## EXERCISE AIM:
Please set down, word for word, each line from the one containing "the wooden pew" through the final line of the records below, both included, and nothing else.

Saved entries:

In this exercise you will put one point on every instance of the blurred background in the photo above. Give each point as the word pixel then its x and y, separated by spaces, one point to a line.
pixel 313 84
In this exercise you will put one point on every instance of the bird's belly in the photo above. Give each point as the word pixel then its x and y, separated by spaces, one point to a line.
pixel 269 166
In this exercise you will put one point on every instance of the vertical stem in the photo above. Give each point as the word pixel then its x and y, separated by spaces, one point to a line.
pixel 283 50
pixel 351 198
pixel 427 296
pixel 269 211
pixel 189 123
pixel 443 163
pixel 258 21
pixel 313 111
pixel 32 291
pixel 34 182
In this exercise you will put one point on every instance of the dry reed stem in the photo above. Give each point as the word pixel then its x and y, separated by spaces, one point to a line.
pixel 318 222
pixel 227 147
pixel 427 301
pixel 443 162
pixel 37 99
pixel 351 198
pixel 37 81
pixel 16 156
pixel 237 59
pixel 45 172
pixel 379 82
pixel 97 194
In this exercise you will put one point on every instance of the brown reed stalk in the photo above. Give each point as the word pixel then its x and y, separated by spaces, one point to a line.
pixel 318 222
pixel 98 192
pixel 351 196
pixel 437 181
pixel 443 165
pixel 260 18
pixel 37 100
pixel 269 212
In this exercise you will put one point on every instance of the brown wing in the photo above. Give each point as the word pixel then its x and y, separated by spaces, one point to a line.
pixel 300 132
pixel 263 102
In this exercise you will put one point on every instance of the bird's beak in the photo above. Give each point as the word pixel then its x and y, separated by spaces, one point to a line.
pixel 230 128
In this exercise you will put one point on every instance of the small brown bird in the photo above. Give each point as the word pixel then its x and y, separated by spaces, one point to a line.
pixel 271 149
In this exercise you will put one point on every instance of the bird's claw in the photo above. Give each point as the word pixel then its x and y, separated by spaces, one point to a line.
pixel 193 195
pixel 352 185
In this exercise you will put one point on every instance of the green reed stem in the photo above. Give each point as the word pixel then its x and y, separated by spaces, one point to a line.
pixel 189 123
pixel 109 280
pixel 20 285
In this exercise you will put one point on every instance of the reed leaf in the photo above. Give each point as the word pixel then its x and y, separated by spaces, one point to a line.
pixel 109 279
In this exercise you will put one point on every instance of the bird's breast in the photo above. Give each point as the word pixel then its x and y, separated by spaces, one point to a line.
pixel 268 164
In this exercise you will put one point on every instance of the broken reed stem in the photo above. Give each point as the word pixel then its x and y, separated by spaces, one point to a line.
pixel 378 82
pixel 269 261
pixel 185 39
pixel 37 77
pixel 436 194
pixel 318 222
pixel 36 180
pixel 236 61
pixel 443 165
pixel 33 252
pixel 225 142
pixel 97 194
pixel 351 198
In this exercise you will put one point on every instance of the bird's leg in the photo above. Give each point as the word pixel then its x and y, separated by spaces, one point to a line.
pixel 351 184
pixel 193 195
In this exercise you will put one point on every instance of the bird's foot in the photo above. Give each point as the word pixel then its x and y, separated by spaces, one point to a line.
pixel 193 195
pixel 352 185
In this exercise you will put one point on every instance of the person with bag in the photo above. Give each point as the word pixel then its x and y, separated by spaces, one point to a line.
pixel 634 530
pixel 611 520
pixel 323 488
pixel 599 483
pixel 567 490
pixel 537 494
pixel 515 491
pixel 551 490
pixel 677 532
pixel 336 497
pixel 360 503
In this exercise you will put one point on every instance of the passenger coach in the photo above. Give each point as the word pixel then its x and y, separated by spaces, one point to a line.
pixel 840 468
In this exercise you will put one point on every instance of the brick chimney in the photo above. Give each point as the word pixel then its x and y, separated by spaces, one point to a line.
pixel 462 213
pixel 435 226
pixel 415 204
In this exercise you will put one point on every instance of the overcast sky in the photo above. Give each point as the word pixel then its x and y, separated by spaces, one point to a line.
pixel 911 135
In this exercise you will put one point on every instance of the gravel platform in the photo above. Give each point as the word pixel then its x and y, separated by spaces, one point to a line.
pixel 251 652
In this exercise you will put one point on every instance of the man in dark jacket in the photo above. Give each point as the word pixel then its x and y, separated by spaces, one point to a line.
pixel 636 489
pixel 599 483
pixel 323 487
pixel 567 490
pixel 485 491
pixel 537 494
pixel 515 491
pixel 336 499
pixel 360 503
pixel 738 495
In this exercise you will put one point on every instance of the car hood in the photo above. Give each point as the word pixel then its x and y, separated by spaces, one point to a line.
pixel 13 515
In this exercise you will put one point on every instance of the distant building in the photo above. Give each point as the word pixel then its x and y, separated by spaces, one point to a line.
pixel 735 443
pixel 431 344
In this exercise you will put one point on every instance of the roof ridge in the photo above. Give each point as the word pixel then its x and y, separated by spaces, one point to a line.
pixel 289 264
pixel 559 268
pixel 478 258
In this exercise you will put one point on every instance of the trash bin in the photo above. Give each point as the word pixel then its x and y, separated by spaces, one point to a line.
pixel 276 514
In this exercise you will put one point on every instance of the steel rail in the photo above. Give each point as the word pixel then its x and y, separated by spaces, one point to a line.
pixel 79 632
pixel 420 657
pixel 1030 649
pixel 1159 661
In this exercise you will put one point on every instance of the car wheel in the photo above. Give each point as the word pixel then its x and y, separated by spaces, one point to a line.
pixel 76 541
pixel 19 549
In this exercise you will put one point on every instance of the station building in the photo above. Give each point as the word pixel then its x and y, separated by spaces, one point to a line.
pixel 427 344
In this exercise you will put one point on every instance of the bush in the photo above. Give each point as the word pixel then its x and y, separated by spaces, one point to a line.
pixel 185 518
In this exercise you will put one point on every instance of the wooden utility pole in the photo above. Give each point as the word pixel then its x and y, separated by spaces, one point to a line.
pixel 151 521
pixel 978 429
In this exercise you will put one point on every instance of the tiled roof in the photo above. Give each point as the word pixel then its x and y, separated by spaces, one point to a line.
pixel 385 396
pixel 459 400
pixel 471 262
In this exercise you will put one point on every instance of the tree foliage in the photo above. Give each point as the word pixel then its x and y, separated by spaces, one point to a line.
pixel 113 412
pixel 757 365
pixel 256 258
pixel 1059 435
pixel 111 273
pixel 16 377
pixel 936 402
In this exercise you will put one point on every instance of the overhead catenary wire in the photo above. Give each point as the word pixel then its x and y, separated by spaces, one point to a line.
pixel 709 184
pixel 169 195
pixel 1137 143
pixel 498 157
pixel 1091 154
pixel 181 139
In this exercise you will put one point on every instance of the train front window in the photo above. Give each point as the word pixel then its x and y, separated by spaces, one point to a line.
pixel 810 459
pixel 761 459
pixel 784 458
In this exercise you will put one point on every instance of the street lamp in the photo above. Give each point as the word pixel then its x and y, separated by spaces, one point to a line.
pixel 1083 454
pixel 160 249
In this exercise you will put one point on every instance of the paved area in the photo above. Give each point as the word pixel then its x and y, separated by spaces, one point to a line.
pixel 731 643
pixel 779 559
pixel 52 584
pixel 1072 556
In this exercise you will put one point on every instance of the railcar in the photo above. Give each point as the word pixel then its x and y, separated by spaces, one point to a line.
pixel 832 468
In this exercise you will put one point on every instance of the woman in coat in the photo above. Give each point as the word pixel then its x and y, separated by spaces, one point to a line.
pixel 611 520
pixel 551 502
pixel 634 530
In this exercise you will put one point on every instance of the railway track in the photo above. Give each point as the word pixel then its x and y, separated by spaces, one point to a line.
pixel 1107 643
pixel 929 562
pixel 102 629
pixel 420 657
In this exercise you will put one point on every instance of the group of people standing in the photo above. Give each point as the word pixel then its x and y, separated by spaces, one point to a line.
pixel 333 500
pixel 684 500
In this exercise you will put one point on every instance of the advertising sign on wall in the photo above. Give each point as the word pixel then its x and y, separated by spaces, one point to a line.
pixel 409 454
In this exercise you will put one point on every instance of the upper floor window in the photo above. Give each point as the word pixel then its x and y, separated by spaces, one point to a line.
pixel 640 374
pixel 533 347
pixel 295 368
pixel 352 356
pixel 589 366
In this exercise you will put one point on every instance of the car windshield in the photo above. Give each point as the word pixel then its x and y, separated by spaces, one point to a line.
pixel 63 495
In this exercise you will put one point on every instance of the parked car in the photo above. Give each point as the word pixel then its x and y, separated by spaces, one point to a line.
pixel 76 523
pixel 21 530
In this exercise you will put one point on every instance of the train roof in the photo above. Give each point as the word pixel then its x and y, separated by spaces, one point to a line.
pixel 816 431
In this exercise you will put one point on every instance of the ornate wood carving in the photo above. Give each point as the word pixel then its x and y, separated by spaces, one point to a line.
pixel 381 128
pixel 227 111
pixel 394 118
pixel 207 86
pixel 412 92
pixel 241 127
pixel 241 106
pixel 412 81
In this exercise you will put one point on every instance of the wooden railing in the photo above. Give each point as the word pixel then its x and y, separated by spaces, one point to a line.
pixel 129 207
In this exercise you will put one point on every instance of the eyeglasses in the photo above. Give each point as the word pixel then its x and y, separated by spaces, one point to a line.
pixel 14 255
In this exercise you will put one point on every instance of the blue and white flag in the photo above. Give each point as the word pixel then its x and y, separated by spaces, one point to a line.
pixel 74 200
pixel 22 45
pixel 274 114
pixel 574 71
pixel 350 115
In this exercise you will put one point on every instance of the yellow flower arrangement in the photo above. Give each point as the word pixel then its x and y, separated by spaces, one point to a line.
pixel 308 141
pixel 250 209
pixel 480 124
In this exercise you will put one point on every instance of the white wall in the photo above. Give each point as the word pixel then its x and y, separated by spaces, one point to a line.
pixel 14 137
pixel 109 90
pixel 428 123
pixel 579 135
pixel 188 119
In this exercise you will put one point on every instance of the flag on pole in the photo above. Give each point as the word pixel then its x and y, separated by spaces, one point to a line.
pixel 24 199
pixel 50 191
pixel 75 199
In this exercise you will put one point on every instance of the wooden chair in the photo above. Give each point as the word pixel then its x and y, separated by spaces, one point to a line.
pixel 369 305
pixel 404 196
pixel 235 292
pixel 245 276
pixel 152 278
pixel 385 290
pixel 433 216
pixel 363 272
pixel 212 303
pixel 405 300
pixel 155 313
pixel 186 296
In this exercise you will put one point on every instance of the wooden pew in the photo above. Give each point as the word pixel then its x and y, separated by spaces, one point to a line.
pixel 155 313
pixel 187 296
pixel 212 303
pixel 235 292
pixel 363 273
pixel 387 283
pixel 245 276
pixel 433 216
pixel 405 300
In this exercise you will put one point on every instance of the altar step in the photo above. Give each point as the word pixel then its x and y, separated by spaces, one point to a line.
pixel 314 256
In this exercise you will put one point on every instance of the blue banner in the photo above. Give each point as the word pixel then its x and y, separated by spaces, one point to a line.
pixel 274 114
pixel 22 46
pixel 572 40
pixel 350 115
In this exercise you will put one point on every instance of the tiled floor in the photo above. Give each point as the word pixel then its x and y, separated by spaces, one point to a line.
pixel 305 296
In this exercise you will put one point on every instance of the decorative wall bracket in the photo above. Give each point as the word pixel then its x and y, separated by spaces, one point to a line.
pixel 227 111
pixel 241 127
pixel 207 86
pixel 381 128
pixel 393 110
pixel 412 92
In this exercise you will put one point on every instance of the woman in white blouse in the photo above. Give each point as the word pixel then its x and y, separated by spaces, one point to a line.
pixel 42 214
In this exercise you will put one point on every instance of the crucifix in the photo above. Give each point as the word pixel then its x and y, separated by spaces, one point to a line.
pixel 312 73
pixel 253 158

## SOLUTION TO THE PROBLEM:
In this exercise you will put one point on every instance of the wooden pew in the photo above. Give each point as the word pixel then its x and y, separated by spaces, one point to a line.
pixel 155 313
pixel 187 296
pixel 212 303
pixel 235 292
pixel 363 273
pixel 387 283
pixel 245 276
pixel 433 216
pixel 405 300
In this exercise you will put one point on every instance of the altar step in the photo above. Give each point as the word pixel then its x and y, separated by spaces, one point to a line.
pixel 314 256
In this exercise you will put one point on every instance of the blue banner in the photo above. Give each point as the word pixel then its x and y, separated by spaces, one point to a line.
pixel 274 114
pixel 22 46
pixel 572 40
pixel 350 115
In this exercise you will put one point on every instance of the tiled floor in the photo above. Give each point as the word pixel then its x and y, separated by spaces, one point to a line.
pixel 305 296
In this exercise you will put one point on every instance of the decorative wall bracket in the photo above. Give each point as the word pixel then its x and y, separated by spaces, one point to a line.
pixel 227 111
pixel 241 127
pixel 207 86
pixel 381 128
pixel 393 110
pixel 412 92
In this exercise you will put one point on every instance of the woman in white blouse in the photo above. Give each point as the word pixel then its x and y, separated by spaces, one point to a line.
pixel 42 214
In this exercise you will put one point on every instance of the crucifix in the photo above. Give each point as the word pixel then its x and y, separated by spaces, one point to a line.
pixel 312 73
pixel 253 158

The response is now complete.